Reproduce exactly the lines from the one containing "of the metlife" through the last line of the records below, both included, and nothing else.

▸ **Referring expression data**
[Start of section]
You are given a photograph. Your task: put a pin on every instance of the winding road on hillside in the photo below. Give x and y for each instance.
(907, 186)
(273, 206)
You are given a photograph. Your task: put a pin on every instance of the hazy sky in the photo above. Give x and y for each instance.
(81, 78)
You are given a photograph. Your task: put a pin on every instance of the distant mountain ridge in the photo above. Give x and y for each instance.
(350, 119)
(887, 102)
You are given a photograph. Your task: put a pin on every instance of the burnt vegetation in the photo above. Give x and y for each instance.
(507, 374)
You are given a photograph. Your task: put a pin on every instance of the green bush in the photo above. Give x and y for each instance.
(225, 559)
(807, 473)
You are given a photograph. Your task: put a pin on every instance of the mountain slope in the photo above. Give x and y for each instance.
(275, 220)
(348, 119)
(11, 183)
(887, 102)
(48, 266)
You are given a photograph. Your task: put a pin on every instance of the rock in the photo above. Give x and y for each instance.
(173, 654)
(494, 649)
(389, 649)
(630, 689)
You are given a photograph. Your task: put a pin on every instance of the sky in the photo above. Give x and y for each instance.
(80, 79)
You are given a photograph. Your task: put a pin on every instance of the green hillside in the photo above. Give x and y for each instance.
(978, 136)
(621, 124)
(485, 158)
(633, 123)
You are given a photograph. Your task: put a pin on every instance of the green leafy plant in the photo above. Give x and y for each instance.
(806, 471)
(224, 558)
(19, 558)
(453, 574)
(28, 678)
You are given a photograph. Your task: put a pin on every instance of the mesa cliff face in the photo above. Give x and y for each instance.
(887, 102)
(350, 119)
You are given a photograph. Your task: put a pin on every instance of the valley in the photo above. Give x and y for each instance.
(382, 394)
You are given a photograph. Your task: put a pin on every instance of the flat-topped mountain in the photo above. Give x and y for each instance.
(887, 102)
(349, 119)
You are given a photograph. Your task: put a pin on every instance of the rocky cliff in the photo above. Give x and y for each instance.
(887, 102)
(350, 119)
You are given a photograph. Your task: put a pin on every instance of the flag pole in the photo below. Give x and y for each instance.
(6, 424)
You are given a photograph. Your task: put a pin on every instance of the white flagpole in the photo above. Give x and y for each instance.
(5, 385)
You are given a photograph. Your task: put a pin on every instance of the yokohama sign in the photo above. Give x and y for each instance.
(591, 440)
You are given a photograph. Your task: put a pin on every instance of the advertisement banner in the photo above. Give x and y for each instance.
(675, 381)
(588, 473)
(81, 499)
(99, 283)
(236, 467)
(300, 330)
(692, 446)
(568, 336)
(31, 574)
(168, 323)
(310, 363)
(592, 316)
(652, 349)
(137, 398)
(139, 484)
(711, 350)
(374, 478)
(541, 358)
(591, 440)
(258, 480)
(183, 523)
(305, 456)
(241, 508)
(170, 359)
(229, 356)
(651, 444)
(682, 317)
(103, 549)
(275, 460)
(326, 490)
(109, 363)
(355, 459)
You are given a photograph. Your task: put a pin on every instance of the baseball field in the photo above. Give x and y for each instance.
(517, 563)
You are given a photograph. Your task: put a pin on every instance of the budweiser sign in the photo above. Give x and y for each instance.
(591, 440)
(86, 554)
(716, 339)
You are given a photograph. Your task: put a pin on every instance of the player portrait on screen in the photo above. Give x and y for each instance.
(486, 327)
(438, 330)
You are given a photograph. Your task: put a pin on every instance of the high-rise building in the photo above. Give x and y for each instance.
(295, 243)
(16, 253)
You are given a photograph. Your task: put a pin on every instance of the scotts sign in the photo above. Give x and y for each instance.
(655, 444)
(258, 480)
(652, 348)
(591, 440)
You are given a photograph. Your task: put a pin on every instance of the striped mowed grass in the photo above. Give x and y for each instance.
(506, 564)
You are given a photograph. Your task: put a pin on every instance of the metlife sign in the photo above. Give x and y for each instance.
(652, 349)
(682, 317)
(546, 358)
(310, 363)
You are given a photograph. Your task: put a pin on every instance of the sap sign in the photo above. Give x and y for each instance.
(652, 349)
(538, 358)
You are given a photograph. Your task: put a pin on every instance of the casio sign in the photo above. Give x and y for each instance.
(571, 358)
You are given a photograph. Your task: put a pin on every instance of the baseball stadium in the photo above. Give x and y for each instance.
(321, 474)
[End of section]
▸ **Response to the exercise**
You are given a photograph. Your task: put a pin on every instance of the metlife sign in the photo above. Give x and y for each instance.
(652, 349)
(682, 317)
(546, 358)
(310, 363)
You are given a photograph. Your task: put a pin on every instance of the sap sign in the photo above. Give x and y for each instance.
(652, 349)
(538, 358)
You are given a photograph. Your task: put a pin on every instance of the casio sign in the photo above. Give x and y for each instance.
(571, 358)
You are given a photograph. Your task: put a pin on every instance of the baseball stadium in the photo above. Give x and y for each instance.
(321, 474)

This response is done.